- **Selected text**:
----

# Tutorial: Optimizing Lattice

Generate a PolyNURBS from an optimized shape, then run and review a lattice optimization.

In this lesson, you will:

- Run an initial topology optimization
- Generate a PolyNURBS from an optimized shape
- Set the element size for the new design space
- Run a lattice optimization
- Review lattice results

## Overview

Lattice structures typically consist of different types of cells. In Altair Inspire, each beam can be optimized, filling your design space with an optimized lattice structure rather than repetitive patterns. It only works on solids, and design spaces have to be separated with non-design space.

While unique to 3D printing, lattice structures bear several desirable characteristics from a design perspective. Due to the large network of structural members, optimized lattice designs tend to exhibit better stability and more desirable thermal behavior. They also have desirable weight characteristics, and are used as an approach to target weight reduction. Lattice designs are particularly well-suited to biomedical applications such as implants, as the porous nature of the structure facilitates bone and tissue growth.

A lattice structure occupying the same design space as a solid structure will be less stiff and have higher stresses. For this reason, it is often necessary to set your design requirements more conservatively than you normally would for a traditional topology optimization. It is not uncommon for displacements and stresses to be five to ten times greater in a lattice structure compared to that of a solid structure occupying the same region. As it is not always possible to have an accurate estimate of the degradation, it may be necessary to start the optimization with increasingly strict constraints before a desired result from the lattice optimization is obtained.

## Run Topology Optimization

First, let's run an initial topology optimization on the design space of our example model. We'll use a stress constraint five times the desired performance for the final design, as the lattice occupying the optimal topology will have increased stress and displacement.

## Run Analysis on the Optimized Result

Next, reanalyze the optimized result at different thresholds until the displacement at the load point is less than 0.02 mm (a fifth of the ultimate target).

## Generate a PolyNURBS Part from the Optimized Result

Use the PolyNURBS tools to create a new design space based on the topology results generated. (To skip this step, load the 2.0_hanger_lattice_PN.stmod file from the Demo Browser and proceed to step 5.)

## Turn Off Autocalculate Element Size

The target lattice length is often larger than the ideal element size for the non-design parts. So before running the lattice optimization, we'll turn off Autocalculate Element Size in the Property Editor.

## Set Up and Run Lattice Optimization

Now we'll run a lattice optimization. (To skip this step, load the 3.0_lattice_hanger_PN_RUN.stmod file from the Demo Browser and proceed to step 7.)

## Review the Lattice Optimization Results

Review the results of the lattice optimization run in the previous step. Lattice optimization results appear in the Analysis Explorer rather than the Shape Explorer.

----

- **Work item A**: In the lattice optimization tutorial, below what value must the displacement at the load point fall when the optimized result is reanalyzed?
- **Work item B**: Reproduce everything in the lattice optimization tutorial from "## Turn Off" down to "the Property Editor.", word for word.

----

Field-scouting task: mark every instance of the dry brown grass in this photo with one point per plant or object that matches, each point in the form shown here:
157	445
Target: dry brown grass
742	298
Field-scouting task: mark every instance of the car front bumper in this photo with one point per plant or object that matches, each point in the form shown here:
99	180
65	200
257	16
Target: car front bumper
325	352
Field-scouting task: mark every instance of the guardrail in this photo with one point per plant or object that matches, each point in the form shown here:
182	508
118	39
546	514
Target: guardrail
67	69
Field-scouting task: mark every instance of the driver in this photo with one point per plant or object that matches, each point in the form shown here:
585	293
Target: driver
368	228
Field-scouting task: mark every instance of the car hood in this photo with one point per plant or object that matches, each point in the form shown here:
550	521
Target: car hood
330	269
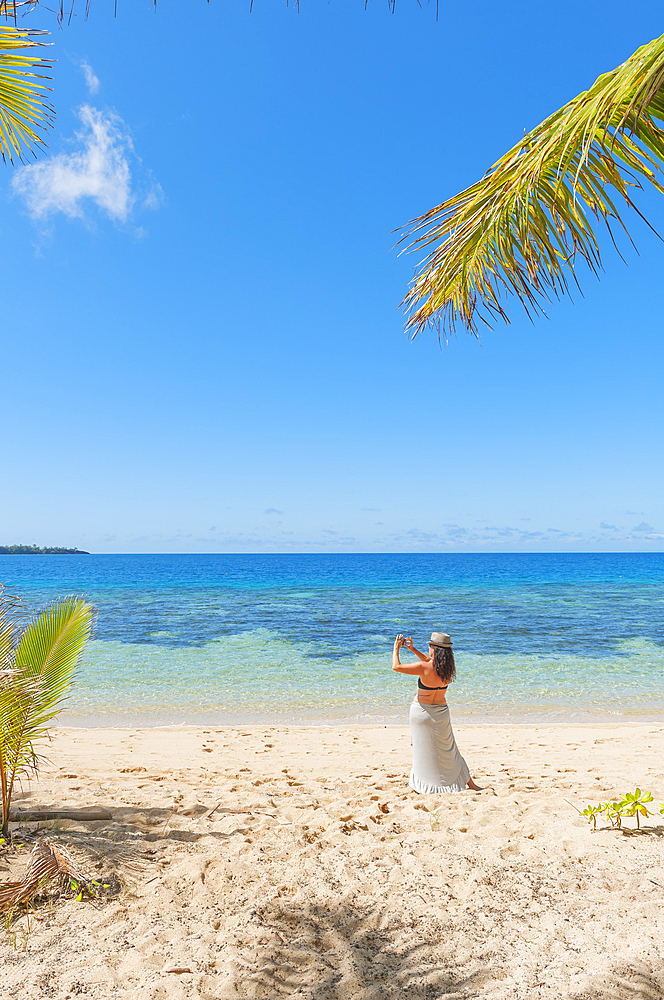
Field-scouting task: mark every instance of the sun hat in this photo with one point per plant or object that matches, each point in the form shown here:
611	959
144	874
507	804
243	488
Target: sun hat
440	639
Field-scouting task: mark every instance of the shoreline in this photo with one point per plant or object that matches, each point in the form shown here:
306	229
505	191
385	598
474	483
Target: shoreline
295	861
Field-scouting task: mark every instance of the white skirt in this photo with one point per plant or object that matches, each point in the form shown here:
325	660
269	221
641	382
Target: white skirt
437	764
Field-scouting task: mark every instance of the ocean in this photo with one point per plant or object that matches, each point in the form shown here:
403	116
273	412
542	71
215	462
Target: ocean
307	639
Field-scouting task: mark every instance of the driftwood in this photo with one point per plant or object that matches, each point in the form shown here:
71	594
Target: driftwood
37	815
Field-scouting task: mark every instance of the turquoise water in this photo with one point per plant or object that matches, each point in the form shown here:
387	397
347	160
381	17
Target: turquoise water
307	638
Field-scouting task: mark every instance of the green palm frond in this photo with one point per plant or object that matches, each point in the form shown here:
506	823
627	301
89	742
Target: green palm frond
44	661
25	112
519	229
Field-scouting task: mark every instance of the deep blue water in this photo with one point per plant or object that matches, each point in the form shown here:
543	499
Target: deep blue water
221	638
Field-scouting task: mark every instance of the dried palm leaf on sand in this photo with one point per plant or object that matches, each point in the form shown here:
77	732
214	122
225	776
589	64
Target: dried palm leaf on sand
46	863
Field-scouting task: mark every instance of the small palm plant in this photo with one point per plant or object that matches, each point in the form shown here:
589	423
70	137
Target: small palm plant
635	803
37	661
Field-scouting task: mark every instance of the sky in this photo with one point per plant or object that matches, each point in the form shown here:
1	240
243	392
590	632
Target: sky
202	341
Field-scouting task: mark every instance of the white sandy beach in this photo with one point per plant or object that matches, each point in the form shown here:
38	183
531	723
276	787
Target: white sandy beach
321	875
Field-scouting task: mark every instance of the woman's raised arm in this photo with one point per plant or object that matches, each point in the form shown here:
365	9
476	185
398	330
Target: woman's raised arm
403	668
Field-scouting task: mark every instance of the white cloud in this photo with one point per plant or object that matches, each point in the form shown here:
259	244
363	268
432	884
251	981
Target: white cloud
91	78
99	170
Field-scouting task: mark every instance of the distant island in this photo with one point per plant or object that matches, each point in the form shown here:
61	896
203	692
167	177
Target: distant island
34	550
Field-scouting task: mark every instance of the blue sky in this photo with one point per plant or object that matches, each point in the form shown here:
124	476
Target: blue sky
202	344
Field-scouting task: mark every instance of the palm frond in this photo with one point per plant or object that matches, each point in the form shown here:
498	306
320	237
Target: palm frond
519	229
44	661
46	862
25	112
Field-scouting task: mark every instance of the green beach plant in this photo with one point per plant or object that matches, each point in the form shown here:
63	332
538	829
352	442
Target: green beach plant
591	812
37	661
518	230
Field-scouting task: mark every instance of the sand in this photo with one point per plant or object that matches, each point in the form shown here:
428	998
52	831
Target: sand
321	875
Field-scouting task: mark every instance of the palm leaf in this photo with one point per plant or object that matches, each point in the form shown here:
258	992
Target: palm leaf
520	228
46	862
44	662
25	112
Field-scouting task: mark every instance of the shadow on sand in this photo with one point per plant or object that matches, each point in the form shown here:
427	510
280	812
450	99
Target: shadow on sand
341	951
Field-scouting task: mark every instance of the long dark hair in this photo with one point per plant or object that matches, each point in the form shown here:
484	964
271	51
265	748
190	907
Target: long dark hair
443	663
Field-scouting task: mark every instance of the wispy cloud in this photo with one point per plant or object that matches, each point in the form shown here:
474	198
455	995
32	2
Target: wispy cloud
98	171
91	78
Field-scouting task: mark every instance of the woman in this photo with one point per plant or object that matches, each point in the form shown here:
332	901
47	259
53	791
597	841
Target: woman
437	764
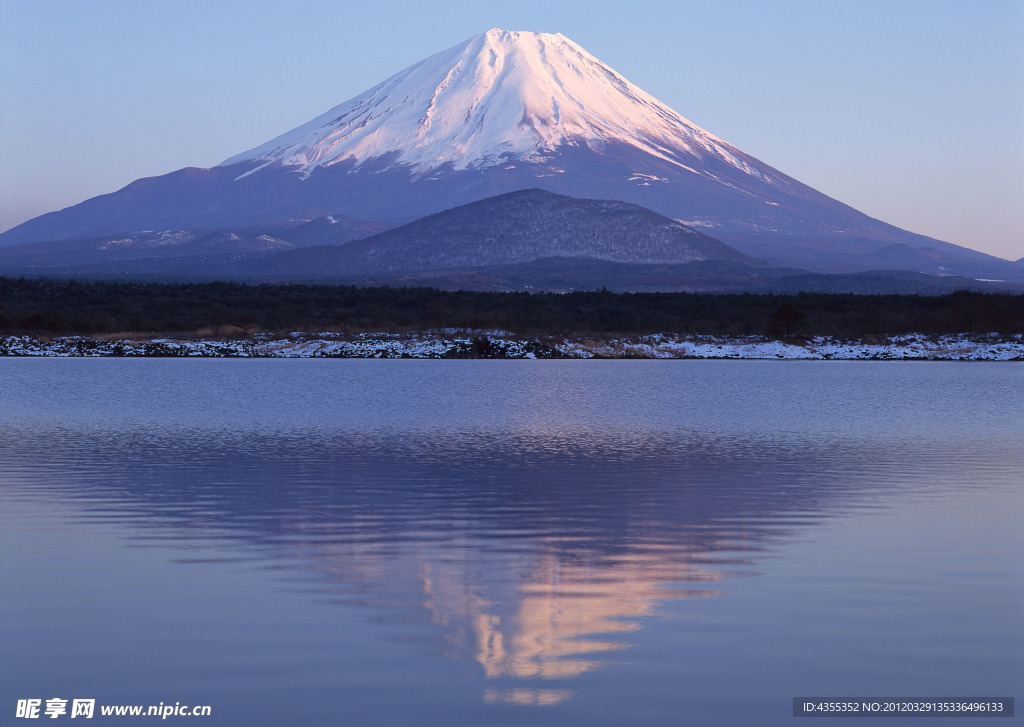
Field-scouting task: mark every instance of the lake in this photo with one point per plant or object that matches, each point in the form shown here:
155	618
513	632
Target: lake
507	543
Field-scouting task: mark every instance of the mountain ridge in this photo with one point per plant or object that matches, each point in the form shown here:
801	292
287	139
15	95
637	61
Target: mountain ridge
508	111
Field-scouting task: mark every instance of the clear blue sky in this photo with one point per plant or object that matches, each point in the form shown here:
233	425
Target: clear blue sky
911	111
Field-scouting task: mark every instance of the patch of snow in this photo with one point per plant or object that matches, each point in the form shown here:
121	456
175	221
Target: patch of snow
497	95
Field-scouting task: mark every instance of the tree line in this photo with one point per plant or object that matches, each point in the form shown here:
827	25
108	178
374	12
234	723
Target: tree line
61	307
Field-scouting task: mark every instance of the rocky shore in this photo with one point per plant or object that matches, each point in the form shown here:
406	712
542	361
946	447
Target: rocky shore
480	344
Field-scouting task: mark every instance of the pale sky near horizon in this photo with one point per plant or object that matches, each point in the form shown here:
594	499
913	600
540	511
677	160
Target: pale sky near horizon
910	111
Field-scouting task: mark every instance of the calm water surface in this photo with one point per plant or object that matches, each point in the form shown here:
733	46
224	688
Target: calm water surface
504	543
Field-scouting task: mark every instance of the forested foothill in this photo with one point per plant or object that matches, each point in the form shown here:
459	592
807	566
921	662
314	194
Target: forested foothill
40	307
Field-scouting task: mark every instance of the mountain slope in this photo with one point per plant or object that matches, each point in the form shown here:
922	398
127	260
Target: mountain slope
509	111
513	228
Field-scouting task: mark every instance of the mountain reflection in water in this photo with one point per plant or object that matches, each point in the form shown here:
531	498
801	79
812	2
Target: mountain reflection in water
535	553
633	542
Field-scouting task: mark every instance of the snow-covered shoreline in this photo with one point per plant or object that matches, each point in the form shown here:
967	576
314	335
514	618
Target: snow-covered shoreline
489	344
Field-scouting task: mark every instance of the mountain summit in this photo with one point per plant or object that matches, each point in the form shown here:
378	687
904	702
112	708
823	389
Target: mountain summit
508	111
500	96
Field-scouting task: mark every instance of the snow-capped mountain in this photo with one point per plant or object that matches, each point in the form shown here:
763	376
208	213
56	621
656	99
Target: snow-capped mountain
503	95
502	112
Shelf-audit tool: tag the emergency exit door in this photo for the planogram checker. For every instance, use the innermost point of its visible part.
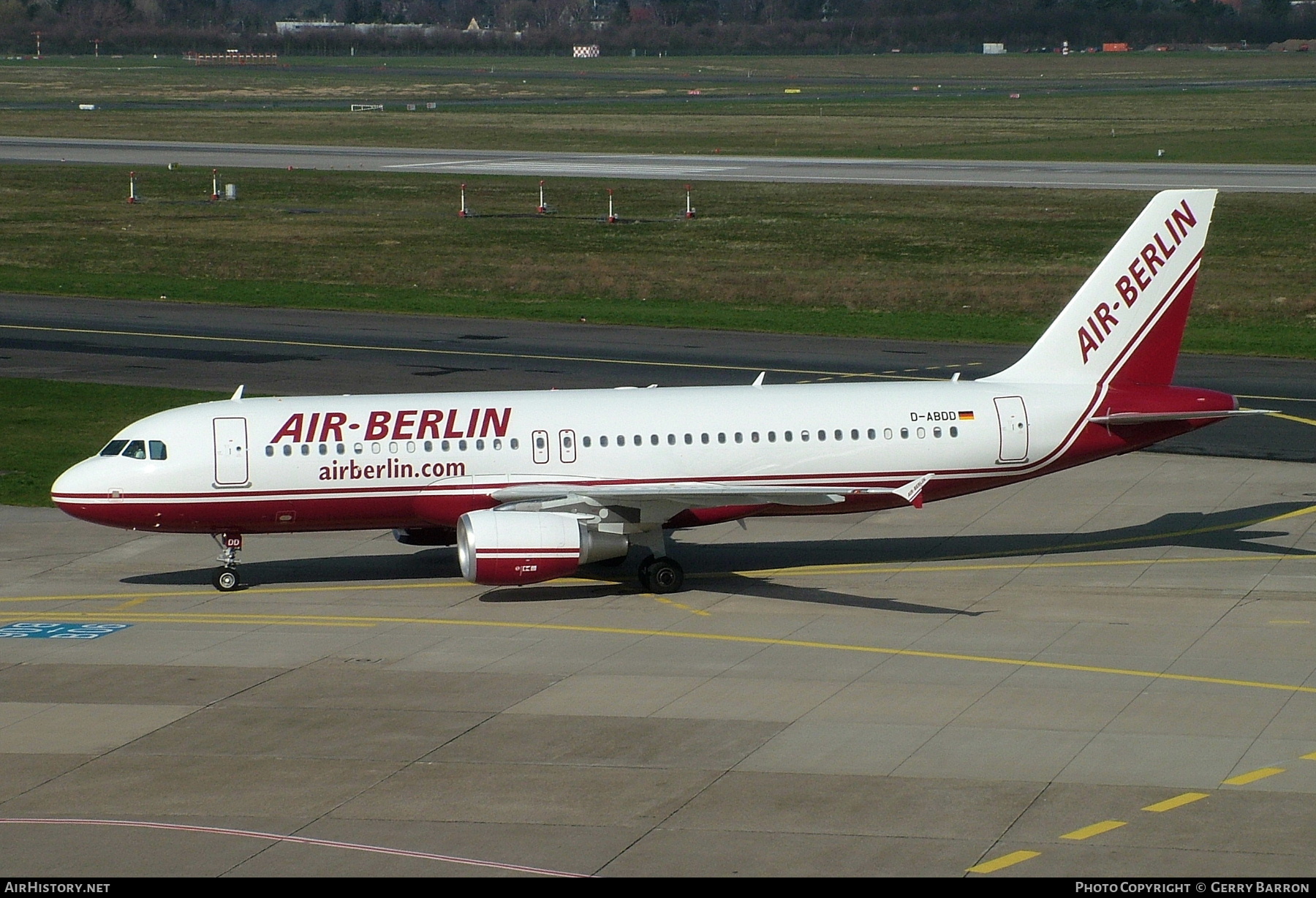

----

- **Response A**: Less than 0.02 mm.

- **Response B**:
## Turn Off Autocalculate Element Size

The target lattice length is often larger than the ideal element size for the non-design parts. So before running the lattice optimization, we'll turn off Autocalculate Element Size in the Property Editor.